*Source extract:*
>>

The Horton lab is interested in defining the molecular and metabolic alterations that result in excessive fat accumulation in liver. Our current focus is characterizing enzymes involved in microsomal fatty acid elongation and defining the

potential roles the products of these enzymes have in regulating lipid homeostasis.

Fatty acids are synthesized from acetyl-CoA and malonyl-CoA through a series of reactions shown in Figure 1. The de novo synthesis of fatty acids occurs in two distinct cellular compartments. Palmitate (16:0) is synthesized from acetyl-CoA and malonyl-CoA in the cytoplasm by the enzymes acetyl-CoA carboxylase-1 and fatty acid synthase. The synthesis of fatty acids longer than 16 carbons takes place in microsomes and utilizes malonyl-CoA as the carbon source. These enzymes have only been partially characterized and not all have been identified.

The mammalian enzymes that elongate palmitic acid (16:0) and very long chain fatty acids (>C18) have been localized to the endoplasmic reticulum (ER) and are shown schematically in Figure 2. The initial condensation reaction is the regulated and rate-controlling step in microsomal fatty acyl elongation. We reported the cDNA cloning and characterization of a murine long chain fatty acyl elongase (LCE), now designated ELOVL6. Overexpression of ELOVL6 in cells resulted in the enhanced addition of 2-carbon units to C12-C16 fatty acids and evidence was provided that LCE catalyzed the initial condensation reaction of long chain fatty acid elongation. A line of knockout mice with a disrupted ELOVL6 gene is now being characterized to determine the physiological consequences of the induced mutation for lipid homeostasis and in the development of obesity.

<<

*Data section:*

>>

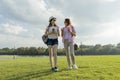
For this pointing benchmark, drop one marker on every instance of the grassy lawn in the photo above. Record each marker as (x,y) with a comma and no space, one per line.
(38,68)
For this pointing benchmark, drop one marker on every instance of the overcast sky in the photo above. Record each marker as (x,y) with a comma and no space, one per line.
(22,22)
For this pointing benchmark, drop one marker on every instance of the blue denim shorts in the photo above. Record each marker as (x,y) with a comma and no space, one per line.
(52,42)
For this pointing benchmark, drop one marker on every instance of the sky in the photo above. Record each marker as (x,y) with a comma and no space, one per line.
(23,22)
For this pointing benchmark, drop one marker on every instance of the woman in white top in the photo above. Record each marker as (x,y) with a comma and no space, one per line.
(52,32)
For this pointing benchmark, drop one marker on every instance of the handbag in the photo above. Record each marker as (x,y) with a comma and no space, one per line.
(45,39)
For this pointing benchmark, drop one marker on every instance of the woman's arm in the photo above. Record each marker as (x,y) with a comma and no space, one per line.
(62,32)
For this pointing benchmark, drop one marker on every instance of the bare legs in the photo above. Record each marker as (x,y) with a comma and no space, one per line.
(53,52)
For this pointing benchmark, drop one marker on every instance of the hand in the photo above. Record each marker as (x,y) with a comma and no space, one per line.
(69,30)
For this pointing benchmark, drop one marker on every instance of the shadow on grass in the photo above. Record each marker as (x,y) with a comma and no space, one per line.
(31,75)
(83,67)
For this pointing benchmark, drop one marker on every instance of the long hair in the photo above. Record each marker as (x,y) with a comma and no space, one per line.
(67,20)
(50,24)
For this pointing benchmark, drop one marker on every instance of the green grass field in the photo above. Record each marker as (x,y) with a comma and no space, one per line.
(38,68)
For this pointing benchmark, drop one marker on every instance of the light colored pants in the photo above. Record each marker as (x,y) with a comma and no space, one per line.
(69,49)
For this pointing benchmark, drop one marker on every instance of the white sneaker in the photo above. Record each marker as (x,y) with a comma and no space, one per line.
(75,66)
(69,68)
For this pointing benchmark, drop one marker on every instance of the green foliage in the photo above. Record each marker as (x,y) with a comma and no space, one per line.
(38,68)
(98,49)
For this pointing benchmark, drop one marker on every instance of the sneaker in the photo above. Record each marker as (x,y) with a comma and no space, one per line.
(55,69)
(69,68)
(75,66)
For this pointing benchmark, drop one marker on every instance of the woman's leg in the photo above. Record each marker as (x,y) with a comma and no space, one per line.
(51,56)
(55,47)
(66,46)
(72,53)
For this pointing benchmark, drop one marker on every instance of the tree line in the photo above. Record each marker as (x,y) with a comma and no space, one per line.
(97,49)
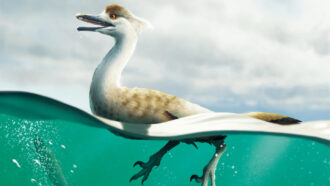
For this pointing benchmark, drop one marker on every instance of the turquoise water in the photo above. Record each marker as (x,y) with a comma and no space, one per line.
(86,154)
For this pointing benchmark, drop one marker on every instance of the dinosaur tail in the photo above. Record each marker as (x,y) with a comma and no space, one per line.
(273,118)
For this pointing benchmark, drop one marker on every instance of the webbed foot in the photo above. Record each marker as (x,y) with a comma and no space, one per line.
(154,160)
(209,169)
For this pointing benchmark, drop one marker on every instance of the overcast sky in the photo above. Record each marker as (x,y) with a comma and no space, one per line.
(229,56)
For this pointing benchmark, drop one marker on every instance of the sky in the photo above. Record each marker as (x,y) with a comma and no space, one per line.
(229,56)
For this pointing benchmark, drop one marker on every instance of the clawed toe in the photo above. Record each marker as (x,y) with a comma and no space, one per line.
(140,163)
(196,178)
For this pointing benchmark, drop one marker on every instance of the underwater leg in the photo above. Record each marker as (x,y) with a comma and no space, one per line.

<<

*Task brief:* In the text on fatty acid elongation, which step is described as the regulated and rate-controlling step in microsomal fatty acyl elongation?

*Answer section:* The initial condensation reaction.